■ **Requirement**: Report every row below that contains the word "grandstand", copying each one in full. Case counts, so match capitalization exactly.

■ **Source data**:
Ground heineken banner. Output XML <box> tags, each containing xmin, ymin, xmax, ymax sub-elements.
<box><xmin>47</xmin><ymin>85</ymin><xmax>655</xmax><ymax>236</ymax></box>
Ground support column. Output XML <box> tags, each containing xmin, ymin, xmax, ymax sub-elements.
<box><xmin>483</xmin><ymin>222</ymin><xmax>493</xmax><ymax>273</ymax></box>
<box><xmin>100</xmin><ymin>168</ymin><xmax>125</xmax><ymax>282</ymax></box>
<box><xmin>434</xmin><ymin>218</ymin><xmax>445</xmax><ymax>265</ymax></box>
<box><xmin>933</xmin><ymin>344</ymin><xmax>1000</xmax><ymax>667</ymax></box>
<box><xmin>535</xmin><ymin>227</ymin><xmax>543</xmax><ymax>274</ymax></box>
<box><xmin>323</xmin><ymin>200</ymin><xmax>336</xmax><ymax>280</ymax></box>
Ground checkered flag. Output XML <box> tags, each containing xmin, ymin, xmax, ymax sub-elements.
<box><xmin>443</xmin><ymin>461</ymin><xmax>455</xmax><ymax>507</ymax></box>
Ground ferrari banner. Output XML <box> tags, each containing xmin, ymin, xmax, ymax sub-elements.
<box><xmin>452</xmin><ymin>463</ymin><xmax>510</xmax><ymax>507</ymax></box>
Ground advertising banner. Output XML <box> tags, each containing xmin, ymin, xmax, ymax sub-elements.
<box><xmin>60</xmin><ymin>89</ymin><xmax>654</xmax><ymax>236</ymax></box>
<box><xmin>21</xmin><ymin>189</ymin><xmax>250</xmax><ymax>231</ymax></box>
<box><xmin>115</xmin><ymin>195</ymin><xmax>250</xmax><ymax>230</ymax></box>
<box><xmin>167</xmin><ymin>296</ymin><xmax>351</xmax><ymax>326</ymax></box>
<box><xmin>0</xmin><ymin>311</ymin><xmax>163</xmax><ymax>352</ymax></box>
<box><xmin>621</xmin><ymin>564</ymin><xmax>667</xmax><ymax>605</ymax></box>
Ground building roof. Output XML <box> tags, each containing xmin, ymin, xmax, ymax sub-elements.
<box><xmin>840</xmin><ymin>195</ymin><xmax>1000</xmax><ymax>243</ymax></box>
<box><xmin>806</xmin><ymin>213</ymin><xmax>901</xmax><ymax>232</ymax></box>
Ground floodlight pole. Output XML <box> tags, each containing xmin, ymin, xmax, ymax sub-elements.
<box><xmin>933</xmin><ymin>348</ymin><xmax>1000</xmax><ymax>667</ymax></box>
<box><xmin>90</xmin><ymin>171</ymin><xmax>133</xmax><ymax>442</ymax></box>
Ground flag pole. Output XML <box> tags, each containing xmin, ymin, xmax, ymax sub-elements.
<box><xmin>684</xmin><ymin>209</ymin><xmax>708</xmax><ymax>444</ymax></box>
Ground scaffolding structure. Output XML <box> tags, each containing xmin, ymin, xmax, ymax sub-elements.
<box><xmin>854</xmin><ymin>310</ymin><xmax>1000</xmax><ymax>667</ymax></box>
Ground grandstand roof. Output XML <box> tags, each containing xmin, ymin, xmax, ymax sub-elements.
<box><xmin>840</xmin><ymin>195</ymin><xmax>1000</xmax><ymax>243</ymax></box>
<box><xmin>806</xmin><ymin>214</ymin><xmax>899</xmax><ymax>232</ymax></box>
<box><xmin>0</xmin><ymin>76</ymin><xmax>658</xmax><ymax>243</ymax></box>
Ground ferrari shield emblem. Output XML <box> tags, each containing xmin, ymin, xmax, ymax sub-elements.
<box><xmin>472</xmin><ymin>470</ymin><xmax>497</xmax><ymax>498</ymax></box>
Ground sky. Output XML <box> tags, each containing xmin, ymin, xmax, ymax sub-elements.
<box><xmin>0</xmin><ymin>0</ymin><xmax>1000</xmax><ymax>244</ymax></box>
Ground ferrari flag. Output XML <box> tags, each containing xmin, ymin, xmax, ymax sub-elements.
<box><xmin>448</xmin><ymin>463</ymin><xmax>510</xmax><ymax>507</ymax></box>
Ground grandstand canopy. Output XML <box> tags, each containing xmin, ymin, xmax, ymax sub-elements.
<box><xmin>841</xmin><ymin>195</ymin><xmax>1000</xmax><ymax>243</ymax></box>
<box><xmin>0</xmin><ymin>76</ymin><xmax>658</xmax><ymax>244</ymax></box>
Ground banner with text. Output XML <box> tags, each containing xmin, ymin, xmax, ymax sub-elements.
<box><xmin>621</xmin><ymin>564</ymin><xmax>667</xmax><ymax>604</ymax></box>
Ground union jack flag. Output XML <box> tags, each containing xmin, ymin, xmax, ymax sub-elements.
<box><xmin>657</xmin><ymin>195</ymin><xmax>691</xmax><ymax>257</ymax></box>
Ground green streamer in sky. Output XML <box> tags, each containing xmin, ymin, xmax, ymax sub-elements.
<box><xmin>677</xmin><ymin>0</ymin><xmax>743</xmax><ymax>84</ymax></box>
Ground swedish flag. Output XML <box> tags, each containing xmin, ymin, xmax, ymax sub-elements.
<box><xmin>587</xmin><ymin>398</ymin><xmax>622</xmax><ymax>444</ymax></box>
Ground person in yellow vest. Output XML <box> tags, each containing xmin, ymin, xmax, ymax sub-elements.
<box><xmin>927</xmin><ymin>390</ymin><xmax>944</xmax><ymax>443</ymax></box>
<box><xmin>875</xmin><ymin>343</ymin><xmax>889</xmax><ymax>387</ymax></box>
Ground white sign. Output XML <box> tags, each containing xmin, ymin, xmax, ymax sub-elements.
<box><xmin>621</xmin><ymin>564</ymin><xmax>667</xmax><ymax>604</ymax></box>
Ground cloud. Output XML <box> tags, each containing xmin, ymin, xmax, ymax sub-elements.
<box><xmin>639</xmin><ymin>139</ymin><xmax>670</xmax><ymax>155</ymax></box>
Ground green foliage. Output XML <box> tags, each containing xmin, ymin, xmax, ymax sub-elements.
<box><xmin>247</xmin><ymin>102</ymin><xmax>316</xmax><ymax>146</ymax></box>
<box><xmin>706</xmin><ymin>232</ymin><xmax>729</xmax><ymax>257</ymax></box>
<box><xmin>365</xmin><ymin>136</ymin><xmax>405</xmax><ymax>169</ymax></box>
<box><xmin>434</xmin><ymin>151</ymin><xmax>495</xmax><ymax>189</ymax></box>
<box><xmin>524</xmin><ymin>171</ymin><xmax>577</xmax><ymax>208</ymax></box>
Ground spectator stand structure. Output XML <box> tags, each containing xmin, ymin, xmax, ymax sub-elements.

■ **Written solution**:
Ground grandstand roof. Output XML <box> tags, each containing xmin, ymin, xmax, ymax sub-elements.
Ground grandstand canopy. Output XML <box> tags, each containing xmin, ymin, xmax, ymax sub-elements.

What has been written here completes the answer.